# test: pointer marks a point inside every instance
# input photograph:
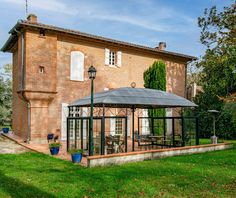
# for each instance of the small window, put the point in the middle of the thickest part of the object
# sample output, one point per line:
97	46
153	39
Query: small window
77	66
42	33
112	58
118	126
41	69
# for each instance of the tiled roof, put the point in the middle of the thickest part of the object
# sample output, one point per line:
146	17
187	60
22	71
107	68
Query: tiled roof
24	23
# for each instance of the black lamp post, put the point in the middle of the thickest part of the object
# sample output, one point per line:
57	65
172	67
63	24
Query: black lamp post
214	138
92	75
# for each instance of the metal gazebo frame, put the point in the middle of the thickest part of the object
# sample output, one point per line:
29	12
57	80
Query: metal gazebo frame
128	98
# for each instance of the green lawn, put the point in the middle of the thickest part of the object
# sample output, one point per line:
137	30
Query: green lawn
201	175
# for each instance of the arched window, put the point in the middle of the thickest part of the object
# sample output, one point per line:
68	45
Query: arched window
77	66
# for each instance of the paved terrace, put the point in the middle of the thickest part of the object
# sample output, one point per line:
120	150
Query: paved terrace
120	158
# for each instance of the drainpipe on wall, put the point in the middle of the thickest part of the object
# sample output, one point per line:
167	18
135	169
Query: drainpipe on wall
22	83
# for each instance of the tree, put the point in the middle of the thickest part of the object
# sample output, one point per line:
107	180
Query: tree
155	78
6	95
218	76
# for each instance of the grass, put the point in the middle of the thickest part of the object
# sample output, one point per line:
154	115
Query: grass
210	174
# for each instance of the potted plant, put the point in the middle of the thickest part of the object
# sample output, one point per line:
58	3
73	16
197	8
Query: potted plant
76	155
54	148
5	129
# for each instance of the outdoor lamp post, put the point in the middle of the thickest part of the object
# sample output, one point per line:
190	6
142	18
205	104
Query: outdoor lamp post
214	138
92	75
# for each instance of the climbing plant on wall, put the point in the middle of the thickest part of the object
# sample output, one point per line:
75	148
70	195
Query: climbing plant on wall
155	78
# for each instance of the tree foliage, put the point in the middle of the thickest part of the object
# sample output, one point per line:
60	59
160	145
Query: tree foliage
218	68
6	95
155	78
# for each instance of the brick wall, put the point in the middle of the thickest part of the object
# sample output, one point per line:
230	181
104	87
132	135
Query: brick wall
47	91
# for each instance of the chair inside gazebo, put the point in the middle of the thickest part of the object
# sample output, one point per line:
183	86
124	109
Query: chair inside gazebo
121	122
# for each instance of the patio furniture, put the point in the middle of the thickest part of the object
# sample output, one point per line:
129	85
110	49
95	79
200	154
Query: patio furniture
130	98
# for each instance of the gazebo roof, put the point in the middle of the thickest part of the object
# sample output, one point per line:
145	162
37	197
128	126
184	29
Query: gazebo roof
127	97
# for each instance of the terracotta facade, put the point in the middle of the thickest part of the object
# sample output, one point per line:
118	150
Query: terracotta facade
44	92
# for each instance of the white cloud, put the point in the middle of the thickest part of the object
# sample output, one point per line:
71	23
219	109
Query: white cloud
49	5
151	19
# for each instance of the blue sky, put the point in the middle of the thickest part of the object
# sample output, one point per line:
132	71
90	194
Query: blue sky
145	22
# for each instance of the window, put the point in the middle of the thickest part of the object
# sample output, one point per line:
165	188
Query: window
77	66
118	126
113	58
42	33
41	70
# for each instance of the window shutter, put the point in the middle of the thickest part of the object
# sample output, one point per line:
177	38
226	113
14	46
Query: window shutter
64	115
77	66
112	126
169	121
145	123
119	54
107	53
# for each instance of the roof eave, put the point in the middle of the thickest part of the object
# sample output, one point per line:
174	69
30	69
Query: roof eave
11	40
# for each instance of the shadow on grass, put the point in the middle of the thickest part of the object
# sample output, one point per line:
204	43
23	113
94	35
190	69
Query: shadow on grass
17	189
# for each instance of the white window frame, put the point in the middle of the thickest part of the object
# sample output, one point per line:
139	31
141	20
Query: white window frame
113	58
76	66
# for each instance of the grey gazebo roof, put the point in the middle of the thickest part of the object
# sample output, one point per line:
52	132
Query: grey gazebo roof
127	97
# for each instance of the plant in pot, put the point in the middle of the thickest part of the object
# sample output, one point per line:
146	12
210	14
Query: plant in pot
54	148
76	155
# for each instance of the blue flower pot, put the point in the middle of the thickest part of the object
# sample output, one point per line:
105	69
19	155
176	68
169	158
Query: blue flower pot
5	130
50	136
54	150
76	158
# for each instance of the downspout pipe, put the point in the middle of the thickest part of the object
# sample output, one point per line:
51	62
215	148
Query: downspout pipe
22	82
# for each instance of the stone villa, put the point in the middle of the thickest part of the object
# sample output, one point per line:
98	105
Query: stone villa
50	71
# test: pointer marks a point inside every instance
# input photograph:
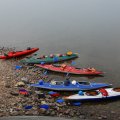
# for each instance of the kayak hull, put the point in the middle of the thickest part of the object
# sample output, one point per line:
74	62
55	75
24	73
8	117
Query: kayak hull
71	87
111	96
49	59
70	70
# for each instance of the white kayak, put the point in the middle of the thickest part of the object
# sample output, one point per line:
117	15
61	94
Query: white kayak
100	94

=-=-=-=-=

Everything from the line containing "# for each instance of the white kayak, put" through the last line of the records must be given again exactly; leave out all other lines.

## Answer to this exercise
# for each instance of the white kayak, put the point in the middle of the thickest part of the object
# sample output, one point per line:
117	15
61	94
Query: white kayak
100	94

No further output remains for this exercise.